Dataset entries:
[Start of section]
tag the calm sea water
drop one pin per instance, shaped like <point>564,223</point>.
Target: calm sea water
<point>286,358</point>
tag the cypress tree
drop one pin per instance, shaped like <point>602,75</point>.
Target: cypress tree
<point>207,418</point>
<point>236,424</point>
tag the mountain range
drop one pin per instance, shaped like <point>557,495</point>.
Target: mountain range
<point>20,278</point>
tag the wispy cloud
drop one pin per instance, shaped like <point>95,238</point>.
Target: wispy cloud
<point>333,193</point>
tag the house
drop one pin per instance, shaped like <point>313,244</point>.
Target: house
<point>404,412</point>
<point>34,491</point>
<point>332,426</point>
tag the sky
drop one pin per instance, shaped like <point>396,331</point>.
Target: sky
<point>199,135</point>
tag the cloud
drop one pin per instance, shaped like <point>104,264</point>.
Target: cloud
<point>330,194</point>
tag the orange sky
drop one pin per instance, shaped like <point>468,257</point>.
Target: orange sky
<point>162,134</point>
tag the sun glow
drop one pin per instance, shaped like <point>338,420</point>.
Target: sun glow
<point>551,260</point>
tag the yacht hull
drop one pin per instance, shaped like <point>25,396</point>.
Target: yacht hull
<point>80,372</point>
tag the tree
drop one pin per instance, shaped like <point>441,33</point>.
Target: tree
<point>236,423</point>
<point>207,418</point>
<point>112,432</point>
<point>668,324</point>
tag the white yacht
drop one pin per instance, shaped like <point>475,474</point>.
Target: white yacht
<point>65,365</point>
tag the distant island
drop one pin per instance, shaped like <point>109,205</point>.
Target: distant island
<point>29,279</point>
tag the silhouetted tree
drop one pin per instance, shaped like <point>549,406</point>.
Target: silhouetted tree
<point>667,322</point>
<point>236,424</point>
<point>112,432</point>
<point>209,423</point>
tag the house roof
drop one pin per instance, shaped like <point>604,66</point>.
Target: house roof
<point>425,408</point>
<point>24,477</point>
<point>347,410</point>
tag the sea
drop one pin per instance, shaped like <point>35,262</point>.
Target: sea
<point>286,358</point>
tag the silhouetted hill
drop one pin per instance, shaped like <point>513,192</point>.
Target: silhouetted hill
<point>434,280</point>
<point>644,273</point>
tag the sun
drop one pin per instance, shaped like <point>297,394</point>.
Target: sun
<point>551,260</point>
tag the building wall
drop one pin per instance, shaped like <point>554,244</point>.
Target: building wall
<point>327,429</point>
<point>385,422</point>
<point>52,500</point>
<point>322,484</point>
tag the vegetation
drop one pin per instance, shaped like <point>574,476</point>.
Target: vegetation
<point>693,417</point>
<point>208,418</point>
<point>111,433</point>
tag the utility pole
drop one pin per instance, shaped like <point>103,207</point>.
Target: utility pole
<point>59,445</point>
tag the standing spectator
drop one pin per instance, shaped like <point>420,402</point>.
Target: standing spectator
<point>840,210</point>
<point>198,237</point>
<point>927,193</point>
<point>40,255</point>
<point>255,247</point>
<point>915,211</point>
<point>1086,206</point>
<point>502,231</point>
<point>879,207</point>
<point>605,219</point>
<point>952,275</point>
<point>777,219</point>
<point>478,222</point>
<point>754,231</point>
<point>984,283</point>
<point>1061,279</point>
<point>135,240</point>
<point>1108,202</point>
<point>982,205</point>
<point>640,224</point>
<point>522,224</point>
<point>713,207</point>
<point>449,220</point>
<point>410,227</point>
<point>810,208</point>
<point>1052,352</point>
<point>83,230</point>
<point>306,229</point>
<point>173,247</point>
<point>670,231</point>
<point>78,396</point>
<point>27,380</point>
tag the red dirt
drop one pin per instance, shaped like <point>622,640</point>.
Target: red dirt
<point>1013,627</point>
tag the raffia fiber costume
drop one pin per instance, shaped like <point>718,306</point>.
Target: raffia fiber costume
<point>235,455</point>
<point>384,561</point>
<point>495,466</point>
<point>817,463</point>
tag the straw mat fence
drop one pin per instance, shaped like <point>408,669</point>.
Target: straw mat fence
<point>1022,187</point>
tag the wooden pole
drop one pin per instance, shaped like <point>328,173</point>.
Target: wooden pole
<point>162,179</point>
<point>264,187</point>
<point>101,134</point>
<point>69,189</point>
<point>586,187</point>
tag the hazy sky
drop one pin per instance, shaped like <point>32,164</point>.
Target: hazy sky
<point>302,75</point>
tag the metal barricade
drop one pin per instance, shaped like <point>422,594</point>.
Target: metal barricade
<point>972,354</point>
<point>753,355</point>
[End of section]
**What to work on:**
A verbatim copy of all the entries above is requested.

**Result:**
tag the calm sea water
drop one pin per instance, shaped like <point>564,223</point>.
Target: calm sea water
<point>286,358</point>
tag the cypress tree
drop one pin per instance, shaped like <point>602,75</point>.
Target: cypress tree
<point>207,418</point>
<point>236,424</point>
tag the mountain range
drop one pin per instance, shaped like <point>557,495</point>.
Target: mountain range
<point>20,278</point>
tag the wispy cloud
drop one pin per instance, shaped like <point>95,238</point>.
Target: wispy cloud
<point>333,193</point>
tag the house
drop one pin per instance, shaped like <point>313,244</point>.
Target: house
<point>404,412</point>
<point>34,491</point>
<point>332,426</point>
tag the sky
drop one pin per instance, shaped like <point>396,331</point>.
Target: sky
<point>199,135</point>
tag the cloud
drop one pin per instance, shaped like <point>104,264</point>.
Target: cloud
<point>330,194</point>
tag the orange sky
drop one pin per instance, shaped like <point>468,257</point>.
Target: orange sky
<point>162,134</point>
tag the sun glow
drop one pin per instance, shaped like <point>338,420</point>.
Target: sun glow
<point>551,260</point>
tag the yacht hull
drop one pin per instance, shaped like <point>25,396</point>.
Target: yacht hull
<point>80,372</point>
tag the tree
drop one pin per instance, shaped like <point>441,33</point>.
Target: tree
<point>236,423</point>
<point>207,418</point>
<point>112,432</point>
<point>668,324</point>
tag the white yacht
drop one pin per instance, shaped like <point>475,474</point>.
Target: white yacht
<point>65,365</point>
tag the distant island
drop one pin per instance, shaped like <point>109,205</point>.
Target: distant island
<point>29,279</point>
tag the silhouetted tree
drop one pin per instance, shaped like <point>549,406</point>.
Target: silhouetted tree
<point>667,322</point>
<point>236,424</point>
<point>112,432</point>
<point>209,423</point>
tag the house roof
drop one pin per instance, shaped like <point>604,66</point>.
Target: house roof
<point>425,408</point>
<point>24,477</point>
<point>347,410</point>
tag the sea
drop one pin per instance, shaped like <point>35,262</point>.
Target: sea
<point>286,358</point>
tag the silhouetted hill
drop one pin per instance, shaped like <point>513,192</point>.
Target: silhouetted hill
<point>434,280</point>
<point>644,273</point>
tag the sun
drop one pin per instance, shaped like <point>297,394</point>.
Target: sun
<point>551,260</point>
tag the building wall
drop one pin per instance, shaped like <point>554,244</point>.
Target: building wall
<point>327,429</point>
<point>385,422</point>
<point>52,500</point>
<point>322,484</point>
tag the vegetation
drop one pin per instance, shaped like <point>574,476</point>.
Target: vegetation
<point>693,417</point>
<point>208,418</point>
<point>111,433</point>
tag the utility pole
drop one pin per instance, shaped like <point>103,207</point>.
Target: utility pole
<point>59,445</point>
tag the standing spectator
drop one pin per instance, shaped like <point>420,402</point>.
Target: standing spectator
<point>840,210</point>
<point>198,237</point>
<point>927,193</point>
<point>40,255</point>
<point>255,247</point>
<point>915,211</point>
<point>1086,206</point>
<point>502,231</point>
<point>879,207</point>
<point>605,219</point>
<point>952,275</point>
<point>777,219</point>
<point>478,222</point>
<point>754,231</point>
<point>984,283</point>
<point>1061,279</point>
<point>135,240</point>
<point>1108,202</point>
<point>982,205</point>
<point>640,224</point>
<point>522,224</point>
<point>713,207</point>
<point>449,220</point>
<point>410,227</point>
<point>810,208</point>
<point>1052,352</point>
<point>83,230</point>
<point>306,229</point>
<point>173,247</point>
<point>670,231</point>
<point>78,396</point>
<point>27,380</point>
tag the red dirt
drop one pin per instance, shaped like <point>622,640</point>.
Target: red dirt
<point>1013,627</point>
tag the raffia fiber costume
drop one pin per instance, shaped like <point>718,306</point>.
Target: raffia fiber costume
<point>235,455</point>
<point>384,561</point>
<point>495,466</point>
<point>817,463</point>
tag the straw mat fence
drop one pin per instance, shaped like <point>408,669</point>.
Target: straw mat fence
<point>1022,187</point>
tag the wooden pole
drop one pin per instance, shaped like <point>328,173</point>.
Target: wooden pole
<point>162,179</point>
<point>264,187</point>
<point>101,134</point>
<point>69,189</point>
<point>586,187</point>
tag the hazy sky
drop one pin per instance, shaped like <point>32,164</point>.
Target: hazy sky
<point>302,75</point>
tag the metal barricade
drop one pin per instance, shaped like <point>422,594</point>.
Target: metal barricade
<point>972,354</point>
<point>753,355</point>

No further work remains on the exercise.